PROBLEM REQUIREMENTS: Starting with the line that contains "[locate] tree foliage", copy every line through the end of the data below, exactly and with nothing added.
**** ENTRIES PROVIDED ****
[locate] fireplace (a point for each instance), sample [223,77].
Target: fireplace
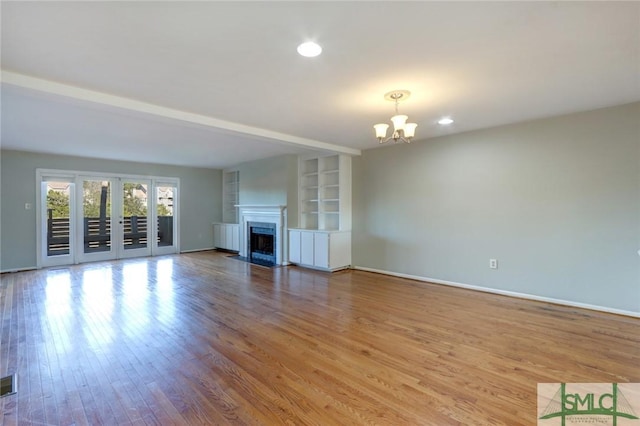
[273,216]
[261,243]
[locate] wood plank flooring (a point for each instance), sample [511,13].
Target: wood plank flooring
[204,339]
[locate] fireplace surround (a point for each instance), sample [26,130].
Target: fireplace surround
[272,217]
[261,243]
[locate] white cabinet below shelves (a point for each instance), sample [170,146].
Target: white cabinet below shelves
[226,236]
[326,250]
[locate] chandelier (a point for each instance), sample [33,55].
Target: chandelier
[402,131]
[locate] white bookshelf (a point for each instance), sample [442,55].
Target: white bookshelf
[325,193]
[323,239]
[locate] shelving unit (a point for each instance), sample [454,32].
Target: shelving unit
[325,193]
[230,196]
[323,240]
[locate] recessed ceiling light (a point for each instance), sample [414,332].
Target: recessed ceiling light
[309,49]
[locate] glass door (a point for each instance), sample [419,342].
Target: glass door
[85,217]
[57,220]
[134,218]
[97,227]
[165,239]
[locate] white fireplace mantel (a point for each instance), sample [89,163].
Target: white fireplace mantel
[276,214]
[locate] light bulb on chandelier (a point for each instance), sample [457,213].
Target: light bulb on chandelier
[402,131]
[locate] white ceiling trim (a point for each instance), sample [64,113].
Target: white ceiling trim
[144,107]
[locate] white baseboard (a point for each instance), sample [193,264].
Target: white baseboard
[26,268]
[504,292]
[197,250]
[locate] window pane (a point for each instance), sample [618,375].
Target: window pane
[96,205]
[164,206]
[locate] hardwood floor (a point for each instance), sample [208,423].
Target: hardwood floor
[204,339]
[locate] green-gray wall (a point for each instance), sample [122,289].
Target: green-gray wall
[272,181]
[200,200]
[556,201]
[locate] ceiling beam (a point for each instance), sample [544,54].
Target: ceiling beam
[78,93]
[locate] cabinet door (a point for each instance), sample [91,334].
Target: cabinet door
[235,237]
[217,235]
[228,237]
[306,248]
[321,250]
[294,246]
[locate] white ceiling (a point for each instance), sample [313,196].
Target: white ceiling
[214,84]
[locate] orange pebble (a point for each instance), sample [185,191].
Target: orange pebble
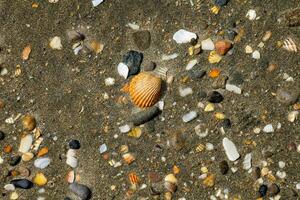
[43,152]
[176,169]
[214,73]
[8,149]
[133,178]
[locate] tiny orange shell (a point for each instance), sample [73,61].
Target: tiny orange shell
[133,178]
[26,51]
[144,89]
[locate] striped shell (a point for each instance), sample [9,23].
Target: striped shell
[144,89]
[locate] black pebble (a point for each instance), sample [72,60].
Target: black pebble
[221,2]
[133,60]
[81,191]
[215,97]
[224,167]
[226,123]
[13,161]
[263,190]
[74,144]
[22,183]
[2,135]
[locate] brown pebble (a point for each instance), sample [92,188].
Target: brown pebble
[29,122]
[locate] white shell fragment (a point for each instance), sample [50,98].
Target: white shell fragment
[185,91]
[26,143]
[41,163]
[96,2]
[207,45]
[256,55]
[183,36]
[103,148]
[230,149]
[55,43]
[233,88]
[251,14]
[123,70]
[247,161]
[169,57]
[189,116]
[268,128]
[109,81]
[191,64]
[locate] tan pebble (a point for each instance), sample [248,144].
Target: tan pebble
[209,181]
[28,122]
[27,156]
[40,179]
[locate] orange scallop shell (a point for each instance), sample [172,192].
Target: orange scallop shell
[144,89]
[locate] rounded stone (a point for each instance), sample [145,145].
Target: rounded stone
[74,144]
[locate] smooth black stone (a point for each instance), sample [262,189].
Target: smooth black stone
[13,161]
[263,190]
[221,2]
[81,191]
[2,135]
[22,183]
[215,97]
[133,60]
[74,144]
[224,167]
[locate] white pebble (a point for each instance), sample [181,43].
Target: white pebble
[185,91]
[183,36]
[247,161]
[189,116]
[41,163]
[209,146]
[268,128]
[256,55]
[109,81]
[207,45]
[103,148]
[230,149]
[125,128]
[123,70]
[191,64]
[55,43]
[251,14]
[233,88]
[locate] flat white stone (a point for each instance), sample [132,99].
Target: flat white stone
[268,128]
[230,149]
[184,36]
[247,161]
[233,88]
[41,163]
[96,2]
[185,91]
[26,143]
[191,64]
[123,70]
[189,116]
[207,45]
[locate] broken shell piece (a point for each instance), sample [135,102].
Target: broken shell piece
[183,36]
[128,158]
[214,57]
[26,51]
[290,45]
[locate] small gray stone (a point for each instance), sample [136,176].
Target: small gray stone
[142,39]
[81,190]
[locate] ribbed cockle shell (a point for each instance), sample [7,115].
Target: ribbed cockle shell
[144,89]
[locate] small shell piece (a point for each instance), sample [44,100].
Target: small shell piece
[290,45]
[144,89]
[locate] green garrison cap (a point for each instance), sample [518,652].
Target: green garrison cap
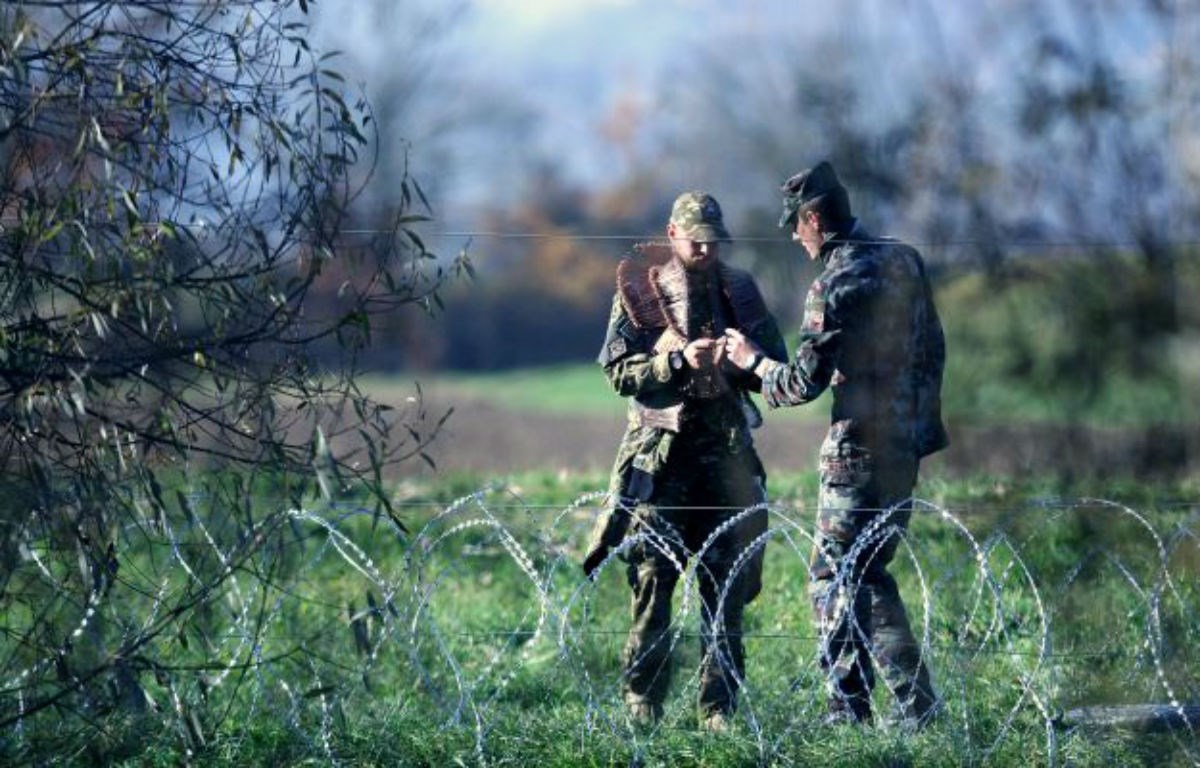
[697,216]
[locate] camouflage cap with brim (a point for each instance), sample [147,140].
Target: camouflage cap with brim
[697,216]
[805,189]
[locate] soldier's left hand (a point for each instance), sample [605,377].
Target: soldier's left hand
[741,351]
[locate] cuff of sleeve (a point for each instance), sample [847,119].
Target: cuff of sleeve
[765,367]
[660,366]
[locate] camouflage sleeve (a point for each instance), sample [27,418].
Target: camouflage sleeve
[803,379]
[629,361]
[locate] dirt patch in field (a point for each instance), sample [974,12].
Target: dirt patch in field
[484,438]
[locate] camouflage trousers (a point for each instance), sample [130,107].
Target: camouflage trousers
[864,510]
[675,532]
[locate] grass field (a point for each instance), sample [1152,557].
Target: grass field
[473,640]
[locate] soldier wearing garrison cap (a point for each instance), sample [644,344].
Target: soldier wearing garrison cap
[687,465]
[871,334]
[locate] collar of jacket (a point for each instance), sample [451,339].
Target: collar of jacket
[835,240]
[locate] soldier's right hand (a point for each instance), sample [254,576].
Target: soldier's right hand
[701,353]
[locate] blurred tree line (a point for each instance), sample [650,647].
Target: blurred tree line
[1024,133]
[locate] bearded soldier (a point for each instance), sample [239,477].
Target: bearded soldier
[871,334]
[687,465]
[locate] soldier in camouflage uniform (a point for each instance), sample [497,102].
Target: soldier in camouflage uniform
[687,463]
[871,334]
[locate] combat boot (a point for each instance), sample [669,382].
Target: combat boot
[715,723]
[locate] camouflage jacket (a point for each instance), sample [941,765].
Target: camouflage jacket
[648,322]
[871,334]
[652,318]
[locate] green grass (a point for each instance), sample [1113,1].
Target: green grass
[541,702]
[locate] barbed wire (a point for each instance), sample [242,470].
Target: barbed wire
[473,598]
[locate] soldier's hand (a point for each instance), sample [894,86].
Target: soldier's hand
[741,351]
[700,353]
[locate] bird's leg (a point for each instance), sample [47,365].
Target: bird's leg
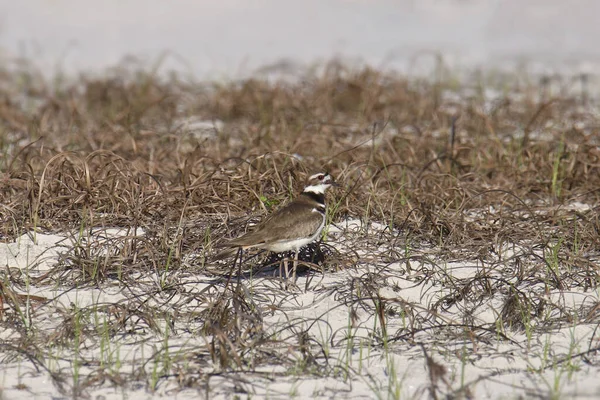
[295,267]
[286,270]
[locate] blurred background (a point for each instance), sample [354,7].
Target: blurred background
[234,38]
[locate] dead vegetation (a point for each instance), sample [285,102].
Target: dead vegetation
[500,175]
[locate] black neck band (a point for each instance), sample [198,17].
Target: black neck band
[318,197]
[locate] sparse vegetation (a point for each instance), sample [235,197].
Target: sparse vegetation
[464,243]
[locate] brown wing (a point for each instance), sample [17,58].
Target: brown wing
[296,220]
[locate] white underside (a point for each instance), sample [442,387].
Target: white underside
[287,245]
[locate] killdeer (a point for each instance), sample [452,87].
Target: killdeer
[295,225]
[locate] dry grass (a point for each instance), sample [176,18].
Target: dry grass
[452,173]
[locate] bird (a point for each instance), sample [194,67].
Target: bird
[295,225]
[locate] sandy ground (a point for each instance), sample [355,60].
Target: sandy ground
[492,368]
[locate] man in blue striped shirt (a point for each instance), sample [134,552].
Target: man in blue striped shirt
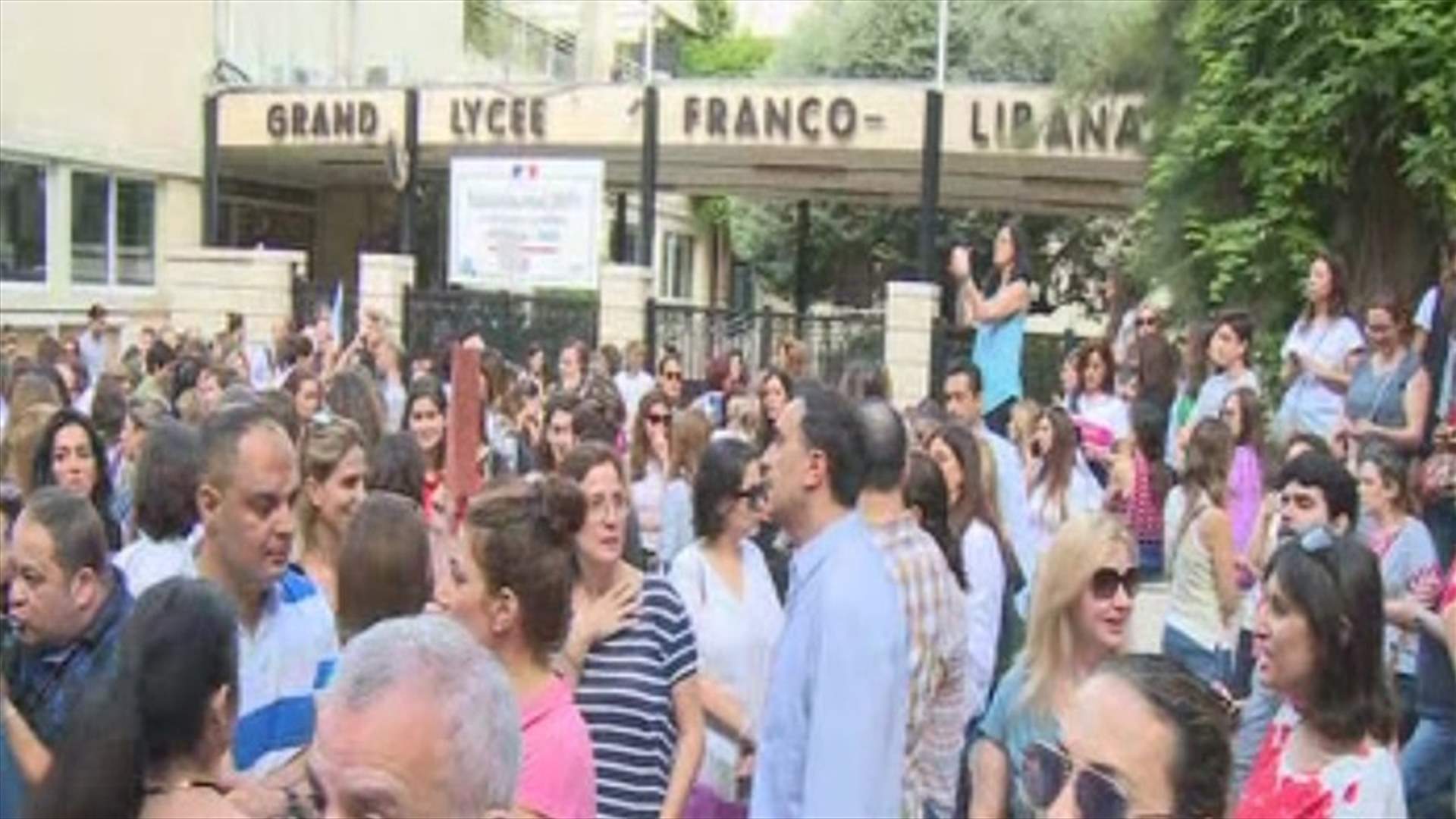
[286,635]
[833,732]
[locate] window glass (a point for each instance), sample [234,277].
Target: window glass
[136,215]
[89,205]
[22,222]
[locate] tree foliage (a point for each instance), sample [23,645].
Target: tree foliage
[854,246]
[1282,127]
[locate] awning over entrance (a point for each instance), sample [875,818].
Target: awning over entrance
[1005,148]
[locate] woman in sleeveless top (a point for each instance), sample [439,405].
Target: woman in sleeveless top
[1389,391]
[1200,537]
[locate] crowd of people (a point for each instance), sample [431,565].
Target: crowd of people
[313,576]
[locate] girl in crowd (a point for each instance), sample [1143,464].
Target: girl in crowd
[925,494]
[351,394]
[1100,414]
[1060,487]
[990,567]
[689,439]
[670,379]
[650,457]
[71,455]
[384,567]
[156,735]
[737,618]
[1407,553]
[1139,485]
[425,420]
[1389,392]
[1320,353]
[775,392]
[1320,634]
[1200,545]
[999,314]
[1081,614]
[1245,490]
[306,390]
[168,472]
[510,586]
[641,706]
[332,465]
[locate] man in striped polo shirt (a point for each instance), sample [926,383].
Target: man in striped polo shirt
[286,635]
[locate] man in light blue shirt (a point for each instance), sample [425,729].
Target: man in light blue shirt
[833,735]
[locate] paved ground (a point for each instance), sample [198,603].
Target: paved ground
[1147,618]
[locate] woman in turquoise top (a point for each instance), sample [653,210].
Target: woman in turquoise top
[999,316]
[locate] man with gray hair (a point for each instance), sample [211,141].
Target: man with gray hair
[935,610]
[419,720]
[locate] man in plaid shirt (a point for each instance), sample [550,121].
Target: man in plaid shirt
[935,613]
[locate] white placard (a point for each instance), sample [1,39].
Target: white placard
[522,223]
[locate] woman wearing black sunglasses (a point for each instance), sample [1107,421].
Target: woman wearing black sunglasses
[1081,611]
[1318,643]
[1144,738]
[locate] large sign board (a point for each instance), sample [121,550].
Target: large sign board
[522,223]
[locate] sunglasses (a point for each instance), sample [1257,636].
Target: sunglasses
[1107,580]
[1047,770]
****
COMPLETED TASK:
[locate] tree foliage (a point for each instance), sample [23,645].
Target: tree foliage
[854,246]
[1282,127]
[locate] awning over entrance (a point for each instance), sample [875,818].
Target: awning over entrance
[1005,148]
[locate] woman in sleeveless top (a point for each instance), sample [439,405].
Target: woman in sleeveless top
[1389,391]
[1200,537]
[locate] crowd of people (a point for each instance), sample [431,565].
Target: crowd of people
[313,576]
[locate] girl in crowd (a point for each instance), sample [1143,464].
Target: girl in crowd
[925,494]
[351,394]
[1100,414]
[1060,487]
[990,567]
[689,439]
[670,379]
[650,457]
[71,455]
[384,567]
[156,735]
[737,618]
[1407,553]
[1139,485]
[425,420]
[1389,392]
[1320,353]
[775,392]
[1320,634]
[1200,545]
[999,314]
[1081,614]
[1245,490]
[306,390]
[168,472]
[510,586]
[641,706]
[332,465]
[locate] man in striped polo shirt (a point for each instance), sample [926,383].
Target: man in striped polo shirt
[286,635]
[locate] man in light blue shirt (a point for each instance), sample [425,729].
Target: man in light blue shirt
[833,735]
[locate] paved ground (a point for each instance), sample [198,603].
Target: paved ground
[1147,618]
[locate] woman in turquoise top (a point for each instance), sample [653,210].
Target: woman in turquoise top
[999,316]
[locate] man with gray hair (a point for each instance), sample [211,141].
Target: man with gray hair
[935,610]
[419,720]
[locate] man in plaid shirt (a point for each instance), sample [550,121].
Target: man in plaid shirt
[935,613]
[locate] white placard (a point for each instance), sample [1,39].
Target: white placard
[522,223]
[locate] woman wearing black sunglasses (a point for each instance), sample [1107,421].
Target: woman wearing black sunglasses
[1081,611]
[1318,643]
[1144,738]
[locate] large sign board (a point for each instance), sample [121,550].
Target: large sign board
[522,223]
[locate] sunglasses (a point for each instance), sample [1257,636].
Target: sunglasses
[1107,580]
[1047,770]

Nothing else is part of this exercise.